## Source material
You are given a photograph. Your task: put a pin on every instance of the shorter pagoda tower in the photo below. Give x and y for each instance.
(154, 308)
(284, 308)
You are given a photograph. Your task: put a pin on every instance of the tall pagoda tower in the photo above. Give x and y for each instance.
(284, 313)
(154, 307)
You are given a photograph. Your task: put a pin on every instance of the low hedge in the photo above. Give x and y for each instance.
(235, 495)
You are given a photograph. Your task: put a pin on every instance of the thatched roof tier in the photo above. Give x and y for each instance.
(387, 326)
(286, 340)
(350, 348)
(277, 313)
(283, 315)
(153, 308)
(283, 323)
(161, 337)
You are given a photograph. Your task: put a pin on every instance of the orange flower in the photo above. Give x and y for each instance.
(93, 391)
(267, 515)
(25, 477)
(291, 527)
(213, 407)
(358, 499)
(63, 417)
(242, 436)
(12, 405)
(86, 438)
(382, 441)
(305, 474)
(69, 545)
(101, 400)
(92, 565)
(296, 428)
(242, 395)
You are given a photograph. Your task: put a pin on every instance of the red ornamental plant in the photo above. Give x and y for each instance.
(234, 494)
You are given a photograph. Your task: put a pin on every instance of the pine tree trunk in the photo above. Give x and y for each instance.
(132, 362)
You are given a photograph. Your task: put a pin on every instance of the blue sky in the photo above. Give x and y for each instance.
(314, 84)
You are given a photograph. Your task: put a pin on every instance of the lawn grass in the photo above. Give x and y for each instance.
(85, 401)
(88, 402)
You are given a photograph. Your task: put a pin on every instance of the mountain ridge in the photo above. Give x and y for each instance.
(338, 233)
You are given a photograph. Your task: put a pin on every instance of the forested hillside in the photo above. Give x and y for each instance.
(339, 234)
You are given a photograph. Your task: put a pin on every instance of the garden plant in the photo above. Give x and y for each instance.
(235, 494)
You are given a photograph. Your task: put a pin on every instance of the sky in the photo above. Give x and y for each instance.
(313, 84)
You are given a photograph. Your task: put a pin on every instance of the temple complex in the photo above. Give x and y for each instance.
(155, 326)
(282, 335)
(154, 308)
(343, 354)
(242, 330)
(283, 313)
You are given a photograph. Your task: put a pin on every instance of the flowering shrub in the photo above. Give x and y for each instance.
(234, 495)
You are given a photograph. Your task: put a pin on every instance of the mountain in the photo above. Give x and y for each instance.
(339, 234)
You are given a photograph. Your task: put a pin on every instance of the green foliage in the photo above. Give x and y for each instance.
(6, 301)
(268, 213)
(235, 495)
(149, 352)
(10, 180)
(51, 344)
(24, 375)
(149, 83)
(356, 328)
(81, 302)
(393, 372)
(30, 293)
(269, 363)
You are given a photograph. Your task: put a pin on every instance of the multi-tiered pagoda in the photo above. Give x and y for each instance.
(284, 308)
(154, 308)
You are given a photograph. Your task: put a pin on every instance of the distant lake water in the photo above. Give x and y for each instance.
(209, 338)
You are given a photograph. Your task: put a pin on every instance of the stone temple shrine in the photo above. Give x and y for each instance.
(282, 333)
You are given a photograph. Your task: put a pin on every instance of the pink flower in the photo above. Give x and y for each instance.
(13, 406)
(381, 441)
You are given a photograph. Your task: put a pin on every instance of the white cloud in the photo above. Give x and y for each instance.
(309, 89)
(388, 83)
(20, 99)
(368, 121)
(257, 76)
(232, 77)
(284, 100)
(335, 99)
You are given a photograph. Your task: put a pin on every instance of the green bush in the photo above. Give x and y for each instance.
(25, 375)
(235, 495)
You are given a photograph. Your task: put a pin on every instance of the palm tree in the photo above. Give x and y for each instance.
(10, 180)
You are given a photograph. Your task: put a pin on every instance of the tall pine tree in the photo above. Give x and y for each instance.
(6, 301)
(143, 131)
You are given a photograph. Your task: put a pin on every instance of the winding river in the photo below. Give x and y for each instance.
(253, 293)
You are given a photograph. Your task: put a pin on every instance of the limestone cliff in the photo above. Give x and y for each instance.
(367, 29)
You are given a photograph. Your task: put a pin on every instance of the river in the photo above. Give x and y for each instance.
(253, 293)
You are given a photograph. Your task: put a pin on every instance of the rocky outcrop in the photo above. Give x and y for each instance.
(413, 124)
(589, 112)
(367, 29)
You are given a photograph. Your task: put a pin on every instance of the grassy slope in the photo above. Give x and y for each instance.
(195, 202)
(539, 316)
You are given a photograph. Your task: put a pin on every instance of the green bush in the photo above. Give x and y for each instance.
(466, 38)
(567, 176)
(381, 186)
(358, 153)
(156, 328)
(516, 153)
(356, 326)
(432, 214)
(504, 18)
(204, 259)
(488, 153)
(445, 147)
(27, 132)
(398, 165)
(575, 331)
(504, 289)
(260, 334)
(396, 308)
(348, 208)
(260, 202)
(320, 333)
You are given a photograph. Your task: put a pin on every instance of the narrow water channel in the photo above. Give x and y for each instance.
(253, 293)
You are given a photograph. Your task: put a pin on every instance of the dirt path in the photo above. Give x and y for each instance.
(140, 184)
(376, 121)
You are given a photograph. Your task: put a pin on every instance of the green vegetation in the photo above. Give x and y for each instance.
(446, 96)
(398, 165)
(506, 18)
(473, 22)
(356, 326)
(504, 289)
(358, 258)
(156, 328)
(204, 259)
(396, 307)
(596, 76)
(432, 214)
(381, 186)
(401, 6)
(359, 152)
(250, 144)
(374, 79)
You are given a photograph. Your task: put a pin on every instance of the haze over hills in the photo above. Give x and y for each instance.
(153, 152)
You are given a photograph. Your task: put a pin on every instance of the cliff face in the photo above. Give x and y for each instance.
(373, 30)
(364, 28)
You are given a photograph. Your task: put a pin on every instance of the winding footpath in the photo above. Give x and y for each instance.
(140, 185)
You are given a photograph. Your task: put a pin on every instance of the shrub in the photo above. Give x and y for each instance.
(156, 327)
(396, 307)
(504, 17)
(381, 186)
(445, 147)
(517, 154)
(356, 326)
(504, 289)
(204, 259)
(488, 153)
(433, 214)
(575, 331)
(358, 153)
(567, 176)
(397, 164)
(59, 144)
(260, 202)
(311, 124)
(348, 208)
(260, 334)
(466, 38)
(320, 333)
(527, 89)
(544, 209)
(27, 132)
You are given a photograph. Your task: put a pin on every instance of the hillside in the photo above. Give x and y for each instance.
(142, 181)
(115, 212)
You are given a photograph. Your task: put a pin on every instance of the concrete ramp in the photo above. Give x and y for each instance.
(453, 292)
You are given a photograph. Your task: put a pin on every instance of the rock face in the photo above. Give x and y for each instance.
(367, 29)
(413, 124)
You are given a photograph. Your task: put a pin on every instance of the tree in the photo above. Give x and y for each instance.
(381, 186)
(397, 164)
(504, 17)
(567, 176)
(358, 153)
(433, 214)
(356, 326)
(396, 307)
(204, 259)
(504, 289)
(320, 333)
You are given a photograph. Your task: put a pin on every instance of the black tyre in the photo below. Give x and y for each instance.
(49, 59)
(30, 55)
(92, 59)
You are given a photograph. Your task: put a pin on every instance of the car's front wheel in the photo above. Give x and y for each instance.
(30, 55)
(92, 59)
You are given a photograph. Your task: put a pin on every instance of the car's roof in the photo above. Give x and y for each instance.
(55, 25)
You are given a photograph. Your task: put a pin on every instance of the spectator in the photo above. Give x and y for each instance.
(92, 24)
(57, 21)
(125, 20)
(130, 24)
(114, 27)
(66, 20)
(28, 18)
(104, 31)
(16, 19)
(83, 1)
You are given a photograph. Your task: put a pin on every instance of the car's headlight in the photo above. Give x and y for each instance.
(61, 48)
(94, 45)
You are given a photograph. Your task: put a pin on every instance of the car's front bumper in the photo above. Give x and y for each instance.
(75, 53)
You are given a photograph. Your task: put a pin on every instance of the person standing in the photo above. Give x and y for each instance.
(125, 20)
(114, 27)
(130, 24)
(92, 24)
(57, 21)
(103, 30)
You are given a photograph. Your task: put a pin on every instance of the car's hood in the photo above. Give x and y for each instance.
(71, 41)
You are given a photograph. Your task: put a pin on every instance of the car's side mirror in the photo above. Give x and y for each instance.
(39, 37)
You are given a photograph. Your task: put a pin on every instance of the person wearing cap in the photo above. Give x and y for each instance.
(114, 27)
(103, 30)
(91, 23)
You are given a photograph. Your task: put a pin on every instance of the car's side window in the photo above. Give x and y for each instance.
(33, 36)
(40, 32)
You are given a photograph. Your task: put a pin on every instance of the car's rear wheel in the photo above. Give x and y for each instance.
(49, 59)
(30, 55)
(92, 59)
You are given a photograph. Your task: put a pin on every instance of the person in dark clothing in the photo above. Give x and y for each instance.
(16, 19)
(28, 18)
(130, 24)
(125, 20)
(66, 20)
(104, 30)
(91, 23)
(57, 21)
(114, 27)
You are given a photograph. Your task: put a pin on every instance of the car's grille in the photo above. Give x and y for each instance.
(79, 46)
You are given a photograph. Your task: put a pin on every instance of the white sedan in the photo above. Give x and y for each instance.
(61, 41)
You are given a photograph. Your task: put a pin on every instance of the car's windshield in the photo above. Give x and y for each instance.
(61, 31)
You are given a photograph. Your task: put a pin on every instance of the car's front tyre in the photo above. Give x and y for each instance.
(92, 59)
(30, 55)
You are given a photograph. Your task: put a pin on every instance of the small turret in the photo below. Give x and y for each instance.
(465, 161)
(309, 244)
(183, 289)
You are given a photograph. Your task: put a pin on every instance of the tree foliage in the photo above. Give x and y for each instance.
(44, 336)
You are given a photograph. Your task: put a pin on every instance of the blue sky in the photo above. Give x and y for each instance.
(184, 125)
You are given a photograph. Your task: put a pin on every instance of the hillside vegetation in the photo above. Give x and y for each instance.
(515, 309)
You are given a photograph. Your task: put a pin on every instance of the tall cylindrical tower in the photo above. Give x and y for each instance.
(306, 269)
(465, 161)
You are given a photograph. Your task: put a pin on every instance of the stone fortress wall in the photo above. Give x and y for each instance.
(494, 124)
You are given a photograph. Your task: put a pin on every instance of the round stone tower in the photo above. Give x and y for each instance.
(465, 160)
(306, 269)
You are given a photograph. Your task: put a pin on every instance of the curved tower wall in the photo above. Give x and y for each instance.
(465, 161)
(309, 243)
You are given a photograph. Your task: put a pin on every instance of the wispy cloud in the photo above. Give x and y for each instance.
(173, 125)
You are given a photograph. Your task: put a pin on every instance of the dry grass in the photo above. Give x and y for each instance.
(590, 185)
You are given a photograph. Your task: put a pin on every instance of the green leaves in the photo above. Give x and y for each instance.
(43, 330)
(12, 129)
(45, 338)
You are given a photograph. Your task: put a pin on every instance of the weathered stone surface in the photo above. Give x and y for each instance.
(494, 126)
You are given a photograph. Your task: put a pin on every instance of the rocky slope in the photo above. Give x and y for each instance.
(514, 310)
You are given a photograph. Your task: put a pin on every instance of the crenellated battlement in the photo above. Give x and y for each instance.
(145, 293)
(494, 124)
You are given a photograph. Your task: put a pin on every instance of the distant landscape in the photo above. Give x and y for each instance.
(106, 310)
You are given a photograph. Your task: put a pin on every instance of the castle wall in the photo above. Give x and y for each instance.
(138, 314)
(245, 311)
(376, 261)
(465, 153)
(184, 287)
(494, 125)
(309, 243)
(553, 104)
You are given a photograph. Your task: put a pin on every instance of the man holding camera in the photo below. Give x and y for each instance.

## Activity
Return exactly the lines of the listing that run from the one containing "the green leaves" through the last, and no others.

## Task result
You are given a photograph. Your task: put a pin on every instance of the green leaves in the photo above. Give x and y for each instance.
(43, 330)
(12, 129)
(45, 338)
You are given a photograph. Your task: put a pin on every instance of the weathered stone surface in the photo above. Give x and y for each instance.
(494, 126)
You are given a photograph. Your task: put a pin on every instance of the rocky slope in the photo above. Give x and y for each instance.
(514, 310)
You are given a photograph. Your task: put a pin on every instance of the crenellated battlement in the photo above. Give x and y for each instance.
(145, 293)
(494, 124)
You are given a photograph. Your task: put a pin on every instance of the distant landscape in the photo above. Give x and y for each instance.
(106, 310)
You are given a photograph. Your task: put a pin on every instance of the castle wall in the photo above. Give x and y for each instance.
(138, 314)
(245, 311)
(376, 261)
(465, 153)
(184, 287)
(494, 125)
(309, 243)
(553, 104)
You are given a photograph. Your task: put a pin on every instance of the man holding camera in the photo below. Give x and y for each instance.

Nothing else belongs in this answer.